» Do this: In the text on Aquinas below, condense the paragraph beginning "So mankind's redemption lies beyond this life" into two or three sentences while keeping its main facts.

» Text excerpt:
══════════
So mankind’s redemption lies beyond this life: the
vision of God. The aim of incarnate life is thus “not
merely to live in virtue, but rather through virtuous life to
attain to the enjoyment of God”. Since natural human
virtue is insufficient to attain this, it is not the task of
secular rulers but rather that of Christ through his
church, to whose pope “all kings in Christendom should
be subject”.
In addition to the Aristotelian content of Aquinas’
thought, there is the legalistic element: The OU is
obedient to laws. Aquinas defined “law” as “an ordinance
of reason for the common good, made by him who has
the care of the community, and promulgated”.
But as nature is hierarchically organized into forms
and organisms of greater and lesser complexity, so are
the universal laws.
At the top is Eternal Law, which more or less
equates with the mind of God. Accordingly it is
intelligible only to God.
══════════
» Provided data:
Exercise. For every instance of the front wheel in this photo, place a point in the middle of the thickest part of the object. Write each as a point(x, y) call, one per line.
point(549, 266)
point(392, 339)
══════════
» Solution below: Mankind's redemption lies beyond this life, in the vision of God, and incarnate life aims not merely at virtue but, through virtue, at the enjoyment of God. Because natural human virtue cannot reach this goal, the task falls not to secular rulers but to Christ through his church, to whose pope all Christian kings should be subject.